__What is being asked__
Rewrite the data below, switching each "largest circle" to "biggest circle" and keeping everything else unchanged. Leave the pictures out of your output.

+++ Entries shown +++

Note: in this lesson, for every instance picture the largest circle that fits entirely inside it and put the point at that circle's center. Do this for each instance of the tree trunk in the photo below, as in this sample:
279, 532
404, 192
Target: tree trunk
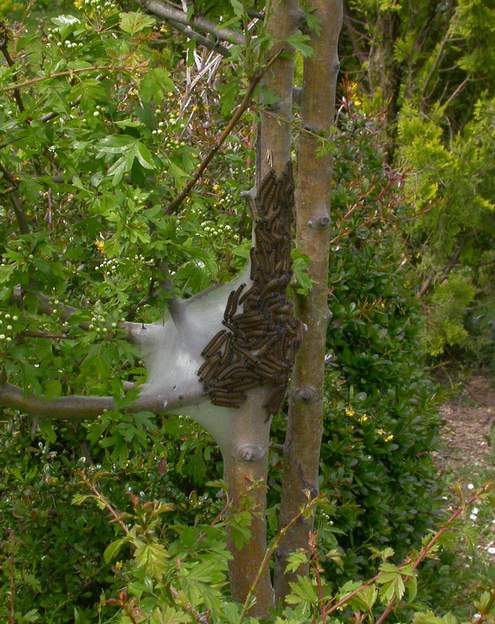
305, 426
247, 479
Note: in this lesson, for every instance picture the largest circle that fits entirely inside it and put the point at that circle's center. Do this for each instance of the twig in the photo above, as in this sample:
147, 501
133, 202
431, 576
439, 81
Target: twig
117, 516
459, 89
240, 110
423, 553
201, 39
425, 286
169, 12
10, 62
72, 72
272, 548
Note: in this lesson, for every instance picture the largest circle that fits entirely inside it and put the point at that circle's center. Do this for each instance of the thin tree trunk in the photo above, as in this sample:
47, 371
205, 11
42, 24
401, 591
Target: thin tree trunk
246, 480
305, 426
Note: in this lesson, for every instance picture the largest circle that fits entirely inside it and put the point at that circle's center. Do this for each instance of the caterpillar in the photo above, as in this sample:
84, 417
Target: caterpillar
261, 335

+++

__Exercise solution__
Note: in this lesson, for every instance picture the biggest circle that fits entirely inside it and put the point at that circle's center. Do this for each instance of the tree trunk in the photo below, as in this sample:
279, 532
404, 192
Target: tree trunk
305, 426
247, 479
Note: in this lesson, for every instance picture the biggest circle that fits entirely inside it and put the point at that circle's center. Do this for each instance of the twig in the photo above, as in this sample:
147, 501
133, 202
431, 576
439, 81
Target: twig
117, 516
459, 89
240, 110
423, 553
201, 39
425, 286
169, 12
10, 62
72, 72
272, 548
Note: in this lesson, for every instance picture the biggest circle that fits entirely inside it and put the point at that circle's center. Do this for each instance of the thin tree trunk in the photo above, as in this sample:
47, 371
205, 11
42, 24
401, 591
Target: thin tree trunk
246, 480
305, 426
Note: in this lesson, for every instance picture the biggest circle that fits entirely inside it and put the point at that circle's center. Do this for each instance of the caterpillar in the photo above, as in this sample:
84, 417
Target: caterpillar
261, 335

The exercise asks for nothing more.